_Quoted passage_:
[BEGIN]
A key factor behind the surge of big broker-dealers in the ETF space is that their advisors are increasingly committed to the fee-based structure that RIAs adopted years ago as their compensation model.

“The RIA channel continues to have the most growth assets, but wirehouses have moved into second place in terms of the growth of ETF assets over the past year,” said Frank Polefrone, senior vice president of Broadridge Financial Solutions Inc.’s Access Data product suite.

Morgan Stanley Wealth Management’s experience reflects what is now happening in the broader wirehouse and large broker-dealer world. The wirehouse is embracing ETFs, now at $118 billion of assets in portfolios, with education offerings for advisors and a team of four research analysts who cover nearly 90% of ETF market capitalization. In addition, Morgan Stanley is combing through its in-house databases to track advisors’ ETF use and make investment recommendations.

“We’re seeing more usage in our fee-based accounts. ETFs work well in the fee-based model. It’s a primary growth engine of Morgan Stanley Wealth Management,” said Michael Jabara, Morgan Stanley’s research head.

Data Tell Story

Broadridge’s data analytics unit reports on 95% of all ETF assets, including those of the three largest issuers, and the technology firm is seeing a growing trend in ETF use at the wirehouses and broker-dealers. Broadridge has access to the issuers’ data because it provides investor communications for broker-dealers and other financial services firms.
[END]
_Data shown_:
[BEGIN]
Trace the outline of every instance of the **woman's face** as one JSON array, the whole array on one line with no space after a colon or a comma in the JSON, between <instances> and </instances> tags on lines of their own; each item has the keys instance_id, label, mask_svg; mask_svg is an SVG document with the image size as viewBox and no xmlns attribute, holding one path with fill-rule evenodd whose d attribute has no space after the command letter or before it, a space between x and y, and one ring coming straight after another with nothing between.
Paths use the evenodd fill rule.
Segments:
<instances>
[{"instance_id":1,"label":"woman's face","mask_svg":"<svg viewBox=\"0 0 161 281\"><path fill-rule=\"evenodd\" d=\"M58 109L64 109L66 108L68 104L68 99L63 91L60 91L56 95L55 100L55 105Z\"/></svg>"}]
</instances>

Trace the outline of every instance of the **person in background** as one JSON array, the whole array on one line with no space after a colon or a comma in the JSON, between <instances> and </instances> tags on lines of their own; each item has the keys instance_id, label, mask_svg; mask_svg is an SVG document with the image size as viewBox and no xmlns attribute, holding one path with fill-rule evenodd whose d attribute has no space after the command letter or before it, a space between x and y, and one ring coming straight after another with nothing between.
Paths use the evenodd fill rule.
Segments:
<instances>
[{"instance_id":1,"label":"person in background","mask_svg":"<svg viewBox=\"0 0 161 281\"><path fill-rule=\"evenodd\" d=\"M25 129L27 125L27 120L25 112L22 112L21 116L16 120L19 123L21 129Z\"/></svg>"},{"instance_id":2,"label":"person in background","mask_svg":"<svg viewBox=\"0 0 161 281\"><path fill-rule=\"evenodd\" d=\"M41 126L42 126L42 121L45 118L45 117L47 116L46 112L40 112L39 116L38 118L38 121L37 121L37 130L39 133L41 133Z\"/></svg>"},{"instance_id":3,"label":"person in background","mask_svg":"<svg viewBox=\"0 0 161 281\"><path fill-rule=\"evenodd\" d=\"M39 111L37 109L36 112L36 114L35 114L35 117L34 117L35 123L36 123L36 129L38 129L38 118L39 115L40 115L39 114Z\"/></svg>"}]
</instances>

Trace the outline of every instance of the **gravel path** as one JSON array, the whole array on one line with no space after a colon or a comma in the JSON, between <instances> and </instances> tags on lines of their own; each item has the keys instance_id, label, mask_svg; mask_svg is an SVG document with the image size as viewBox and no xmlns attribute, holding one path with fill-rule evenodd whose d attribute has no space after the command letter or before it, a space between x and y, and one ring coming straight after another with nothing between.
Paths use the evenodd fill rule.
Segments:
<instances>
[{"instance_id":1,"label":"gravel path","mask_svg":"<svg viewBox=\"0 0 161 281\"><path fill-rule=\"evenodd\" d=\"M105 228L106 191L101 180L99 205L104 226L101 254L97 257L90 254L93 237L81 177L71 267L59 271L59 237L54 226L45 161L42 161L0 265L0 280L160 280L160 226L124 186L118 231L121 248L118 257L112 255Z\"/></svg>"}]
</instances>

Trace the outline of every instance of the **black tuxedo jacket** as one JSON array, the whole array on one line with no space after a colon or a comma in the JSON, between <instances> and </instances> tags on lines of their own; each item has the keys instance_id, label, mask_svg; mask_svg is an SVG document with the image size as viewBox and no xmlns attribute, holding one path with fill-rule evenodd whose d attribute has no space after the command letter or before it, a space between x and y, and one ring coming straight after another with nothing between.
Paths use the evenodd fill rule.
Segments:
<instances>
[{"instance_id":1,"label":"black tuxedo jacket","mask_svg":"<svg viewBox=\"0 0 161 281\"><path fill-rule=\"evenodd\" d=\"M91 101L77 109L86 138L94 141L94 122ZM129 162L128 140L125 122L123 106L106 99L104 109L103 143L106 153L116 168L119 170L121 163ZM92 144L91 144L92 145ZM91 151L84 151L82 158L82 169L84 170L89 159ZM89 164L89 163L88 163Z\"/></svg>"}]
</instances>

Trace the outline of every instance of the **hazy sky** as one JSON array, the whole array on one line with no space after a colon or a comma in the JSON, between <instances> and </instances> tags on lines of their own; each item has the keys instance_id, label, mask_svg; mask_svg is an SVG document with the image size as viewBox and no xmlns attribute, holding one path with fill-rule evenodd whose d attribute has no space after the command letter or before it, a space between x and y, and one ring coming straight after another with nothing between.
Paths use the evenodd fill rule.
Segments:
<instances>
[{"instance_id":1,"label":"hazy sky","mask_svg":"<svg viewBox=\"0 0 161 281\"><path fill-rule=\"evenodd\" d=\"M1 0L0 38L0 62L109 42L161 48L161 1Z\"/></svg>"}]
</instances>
[END]
_Short problem 1_:
Decide whether each statement agrees with the ETF passage, and answer yes or no, quoting the words that decide it. (a) Morgan Stanley's ETF research team of four analysts covers nearly 90% of ETF market capitalization. (b) Broadridge's data analytics unit reports on all ETF assets. (c) Wirehouses now hold the most growth assets of any channel.
_Short problem 2_:
Reproduce the ETF passage from "Broadridge’s data analytics" to "financial services firms." word for word.

_Final answer 1_:
(a) Yes: "a team of four research analysts who cover nearly 90% of ETF market capitalization"
(b) No: "reports on 95% of all ETF assets"
(c) No: "The RIA channel continues to have the most growth assets, but wirehouses have moved into second place"

_Final answer 2_:
Broadridge’s data analytics unit reports on 95% of all ETF assets, including those of the three largest issuers, and the technology firm is seeing a growing trend in ETF use at the wirehouses and broker-dealers. Broadridge has access to the issuers’ data because it provides investor communications for broker-dealers and other financial services firms.